The records that follow need to be printed exactly. Leave out each image.

◇ ◇ ◇ ◇ ◇

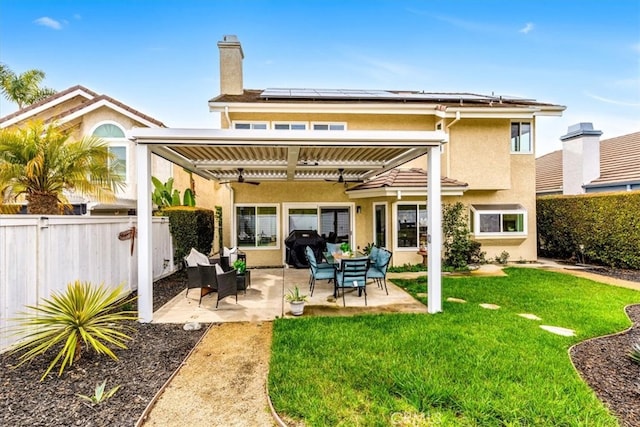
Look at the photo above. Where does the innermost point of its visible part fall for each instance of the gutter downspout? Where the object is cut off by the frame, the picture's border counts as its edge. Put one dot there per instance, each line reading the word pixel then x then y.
pixel 448 150
pixel 226 116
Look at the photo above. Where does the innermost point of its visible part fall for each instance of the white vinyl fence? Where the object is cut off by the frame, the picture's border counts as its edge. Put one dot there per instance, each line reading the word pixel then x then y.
pixel 41 255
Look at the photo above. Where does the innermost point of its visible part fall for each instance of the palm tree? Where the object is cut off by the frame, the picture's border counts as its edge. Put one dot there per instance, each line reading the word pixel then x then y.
pixel 23 89
pixel 41 161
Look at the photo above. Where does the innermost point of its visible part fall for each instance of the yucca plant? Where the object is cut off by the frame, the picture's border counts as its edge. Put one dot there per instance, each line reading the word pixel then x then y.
pixel 84 315
pixel 635 353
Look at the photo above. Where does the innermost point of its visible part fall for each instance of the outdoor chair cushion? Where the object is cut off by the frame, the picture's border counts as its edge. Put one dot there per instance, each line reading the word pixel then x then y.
pixel 194 258
pixel 231 253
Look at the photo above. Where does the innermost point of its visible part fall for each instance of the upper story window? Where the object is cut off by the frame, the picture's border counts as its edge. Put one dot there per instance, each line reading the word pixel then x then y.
pixel 115 136
pixel 521 141
pixel 108 130
pixel 498 220
pixel 329 126
pixel 119 160
pixel 250 125
pixel 290 126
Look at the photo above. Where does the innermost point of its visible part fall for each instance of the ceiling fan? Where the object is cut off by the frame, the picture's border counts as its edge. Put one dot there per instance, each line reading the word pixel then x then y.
pixel 341 178
pixel 241 179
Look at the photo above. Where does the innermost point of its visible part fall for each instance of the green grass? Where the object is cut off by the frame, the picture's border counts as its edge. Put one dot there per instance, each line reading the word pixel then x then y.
pixel 467 366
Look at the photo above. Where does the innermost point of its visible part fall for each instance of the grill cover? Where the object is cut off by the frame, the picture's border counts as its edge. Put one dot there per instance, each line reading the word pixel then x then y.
pixel 296 243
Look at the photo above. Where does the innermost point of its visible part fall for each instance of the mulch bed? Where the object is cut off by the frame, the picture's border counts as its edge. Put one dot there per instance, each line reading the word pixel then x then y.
pixel 157 350
pixel 153 355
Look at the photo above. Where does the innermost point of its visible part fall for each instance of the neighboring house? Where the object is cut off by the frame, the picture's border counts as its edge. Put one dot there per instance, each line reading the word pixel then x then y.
pixel 352 190
pixel 86 113
pixel 587 165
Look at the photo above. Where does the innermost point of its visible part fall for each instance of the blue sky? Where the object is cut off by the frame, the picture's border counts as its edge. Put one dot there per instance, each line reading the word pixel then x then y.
pixel 161 58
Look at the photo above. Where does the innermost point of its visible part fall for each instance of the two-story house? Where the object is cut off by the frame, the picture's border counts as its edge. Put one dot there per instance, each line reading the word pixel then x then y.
pixel 361 166
pixel 84 112
pixel 488 164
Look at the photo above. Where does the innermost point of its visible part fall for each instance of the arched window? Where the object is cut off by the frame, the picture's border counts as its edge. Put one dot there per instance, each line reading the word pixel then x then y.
pixel 108 130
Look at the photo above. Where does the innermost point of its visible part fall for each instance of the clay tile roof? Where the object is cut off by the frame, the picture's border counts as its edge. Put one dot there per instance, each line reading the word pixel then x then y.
pixel 619 159
pixel 619 163
pixel 403 178
pixel 549 173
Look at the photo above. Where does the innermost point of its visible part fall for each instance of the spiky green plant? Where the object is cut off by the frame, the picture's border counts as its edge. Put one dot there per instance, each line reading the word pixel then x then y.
pixel 84 315
pixel 635 353
pixel 99 395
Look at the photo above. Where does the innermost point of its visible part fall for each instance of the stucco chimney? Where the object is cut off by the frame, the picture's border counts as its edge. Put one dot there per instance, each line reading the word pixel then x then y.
pixel 580 157
pixel 231 57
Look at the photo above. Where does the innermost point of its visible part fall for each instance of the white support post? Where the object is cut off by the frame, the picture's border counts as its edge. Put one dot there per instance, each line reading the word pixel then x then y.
pixel 434 242
pixel 145 243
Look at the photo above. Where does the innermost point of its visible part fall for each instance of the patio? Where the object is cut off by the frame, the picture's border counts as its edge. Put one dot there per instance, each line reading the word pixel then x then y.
pixel 264 300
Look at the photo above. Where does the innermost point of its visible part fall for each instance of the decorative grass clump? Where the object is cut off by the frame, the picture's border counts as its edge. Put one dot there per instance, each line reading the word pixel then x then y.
pixel 84 316
pixel 467 366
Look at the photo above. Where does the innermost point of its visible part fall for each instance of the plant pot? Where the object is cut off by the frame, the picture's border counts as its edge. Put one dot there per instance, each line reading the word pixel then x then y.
pixel 297 307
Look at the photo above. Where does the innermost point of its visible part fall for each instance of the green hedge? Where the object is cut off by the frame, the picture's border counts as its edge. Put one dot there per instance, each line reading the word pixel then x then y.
pixel 606 225
pixel 190 228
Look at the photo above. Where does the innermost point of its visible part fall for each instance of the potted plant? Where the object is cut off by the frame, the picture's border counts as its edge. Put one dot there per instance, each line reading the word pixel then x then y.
pixel 296 300
pixel 244 276
pixel 345 248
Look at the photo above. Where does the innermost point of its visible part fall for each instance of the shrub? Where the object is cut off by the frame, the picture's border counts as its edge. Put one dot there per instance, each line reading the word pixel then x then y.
pixel 607 226
pixel 503 258
pixel 459 249
pixel 84 314
pixel 635 353
pixel 190 228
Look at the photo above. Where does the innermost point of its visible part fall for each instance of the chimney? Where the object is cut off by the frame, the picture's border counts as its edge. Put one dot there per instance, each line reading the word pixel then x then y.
pixel 580 157
pixel 231 57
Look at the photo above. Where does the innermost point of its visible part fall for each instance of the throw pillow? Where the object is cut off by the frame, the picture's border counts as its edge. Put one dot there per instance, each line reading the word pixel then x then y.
pixel 194 258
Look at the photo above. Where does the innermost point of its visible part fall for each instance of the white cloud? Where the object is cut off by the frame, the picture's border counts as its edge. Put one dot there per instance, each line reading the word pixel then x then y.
pixel 45 21
pixel 611 101
pixel 527 28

◇ ◇ ◇ ◇ ◇

RESPONSE TO THIS EXERCISE:
Look at the photo above. Where does the innermost point of its visible part fall for each instance of the gutter downspout? Where the object is cut off by the frame, the picture's border counts as its edge. Put one dot there per instance, each line reading the word pixel then x then y.
pixel 448 150
pixel 226 116
Look at the photo above. Where does the innermost point of its visible part fall for each instance of the white vinyl fence? Where the object is cut off by the frame, the picture's border counts as its edge. Put one dot there per instance, each line reading the word pixel then x then y.
pixel 41 255
Look at the photo above. Where does the innermost point of its visible part fall for each instance of the palm tree? Where the object is cut off by the frame, the picture's border counts as its edge. Put one dot there per instance, each line reading the word pixel then x then y.
pixel 23 89
pixel 41 161
Look at the photo above. Where does the innermost point of its visible part fall for each instance of the yucca plant? Where the object is cut off by the frame, the picture's border counts as its edge. Put one dot there per instance, each line reading the word pixel then x then y.
pixel 84 315
pixel 635 353
Look at the photo above. Where does the innermost point of its visible part fall for each instance of the outdoor chair cushion? Where the object is cut off by the frame, the picture's border counts as its edge. Put one dot there per instance, each line reading the word pixel then x then y.
pixel 194 258
pixel 231 253
Look at the photo above. Where does the innermost point of its visible part fall for each instance of the upper story window? Where the object is cut off by the frame, the picture's border counts as its edge. Put one dot there per instance, each line reading the word pixel then x then y.
pixel 115 136
pixel 521 141
pixel 108 130
pixel 498 220
pixel 329 126
pixel 119 160
pixel 250 125
pixel 290 126
Look at the photo above. Where does the innermost point of its visible part fall for each instance of the ceiling fan? Where the object is cut off by the frame, the picture's border counts as its edge. Put one dot there per instance, each line reading the word pixel then x then y.
pixel 341 178
pixel 241 179
Look at the photo above. Where does the innermost point of its visible part fall for each instance of the green grass? Where the object is cut off by the frame, the picture's border counts as its edge. Put one dot there per instance, each line reading the word pixel then x then y.
pixel 467 366
Look at the photo above. Where does the innermost point of its visible part fall for each instance of the grill cover? Where the object is cut off by the frame, the picture's border counts as its edge. Put one dot there per instance, each line reading the word pixel then x then y.
pixel 296 243
Look at the photo above. Where does the innermost point of its visible part fall for each instance of the mulch bed? Where the object is cut off by the frame, the picture's border counts as its edge. Put one dot there per instance, each line reading the word pixel then x then y.
pixel 157 350
pixel 153 355
Look at the photo above. Where does the innermost point of its visible part fall for each instance of the neighboring house? Where the object is cut off by the frame, the picture's border counts as its edge. Put one dot there per instance, each line reading the word pixel then x then y.
pixel 352 190
pixel 86 113
pixel 587 165
Look at the photo above. Where does the innermost point of its visible part fall for each instance of the blue sky? Where the object is cut off by the frame, the picture's border counts as its edge. Put one dot there per instance, each line reading the word pixel then x then y.
pixel 161 58
Look at the photo above. Where does the innermost point of its visible part fall for each instance of the two-story house? Where the object is cut off by the frame, the picture's border counts as its edge. Put one dot there per instance, each line reading the word pixel then x then y.
pixel 361 166
pixel 84 112
pixel 488 164
Look at the photo above. Where does the innermost point of its visible part fall for each instance of the arched window? Where the object is cut off by the frame, the picture's border counts as its edge. Put one dot there per instance, each line reading the word pixel then x then y.
pixel 108 130
Look at the photo above. Where does the innermost point of its visible part fall for each instance of the clay tile roof? Where the object is cut off by the frame, the picture's border counts as its edge. Put one dot there per instance, each line reading the word pixel then x then y.
pixel 619 159
pixel 619 163
pixel 403 178
pixel 549 173
Look at the photo above. Where does the innermost point of its visible part fall for each instance of the spiky green plant? Where the object is cut off by the frame, the picture's border counts as its edge. Put one dot there per instance, each line reading the word pixel then x then y.
pixel 84 315
pixel 635 353
pixel 99 395
Look at the photo above. Where does the innermost point of its visible part fall for each instance of the stucco chimney? Where the object is cut off by the frame, the picture's border counts as its edge. Put one dot there per instance, each line reading the word pixel then x then y.
pixel 580 157
pixel 231 57
Look at the photo above. Where does the innermost point of its visible part fall for each instance of the white support post? Where the object is cut off by the frame, the picture's border counts as its edge. Put one dot there per instance, each line reading the word pixel then x then y.
pixel 434 242
pixel 145 243
Look at the photo above. Where does the innermost point of its visible part fall for each instance of the patio? Where the object is cut off by the frame, the picture's border counts as its edge. Put one dot there per instance, each line reading the word pixel then x then y.
pixel 264 300
Look at the photo above. Where does the innermost point of its visible part fall for each instance of the decorative grass clump? Where the object is cut off by the frame, the picture's border counts as its edge. Put one dot there per instance, each line reading the word pixel then x then y.
pixel 84 316
pixel 467 366
Look at the photo above. Where does the innermost point of its visible part fall for each instance of the plant pot? Where the object is cut off by the frame, the picture's border counts as its edge. Put one dot there per instance, each line reading the word pixel then x then y.
pixel 297 307
Look at the photo above. Where does the innermost point of its visible part fall for each instance of the green hedge? Where the object is cut off by the frame, the picture's border counts as its edge. Put one dot there per instance, each line reading the word pixel then x then y.
pixel 606 225
pixel 190 228
Look at the photo above. Where does the innermost point of its visible part fall for each instance of the potted plant? Where the object is cut off by the frame, the picture's border counts as its edge. Put one dot there per instance, each line reading the word pixel then x then y.
pixel 296 300
pixel 244 276
pixel 345 248
Look at the photo above. Where does the innermost point of its visible part fall for each instance of the shrub? Where the object is cut off by the frame, the picture's border counts as its edge. Put one dot there per instance, each line reading the word pixel then x then y.
pixel 607 226
pixel 503 258
pixel 459 249
pixel 84 314
pixel 635 353
pixel 190 228
Look at the photo above. Where does the innermost point of its visible part fall for each instance of the chimney? Where the object is cut off by the frame, the picture's border counts as its edge. Put one dot there per instance, each line reading the word pixel then x then y.
pixel 580 157
pixel 231 57
Look at the photo above. Where does the innermost point of its visible part fall for each instance of the throw pillow? Where the object is cut off by the frame, the picture's border counts as its edge. Put one dot there per instance, each line reading the word pixel then x then y.
pixel 194 258
Look at the photo above. Where does the innermost point of its visible part fall for each instance of the white cloud? Where the object is cut off by the frame, the picture's border counts as its edge. Put one dot there per instance, each line reading the word pixel then x then y.
pixel 45 21
pixel 611 101
pixel 527 28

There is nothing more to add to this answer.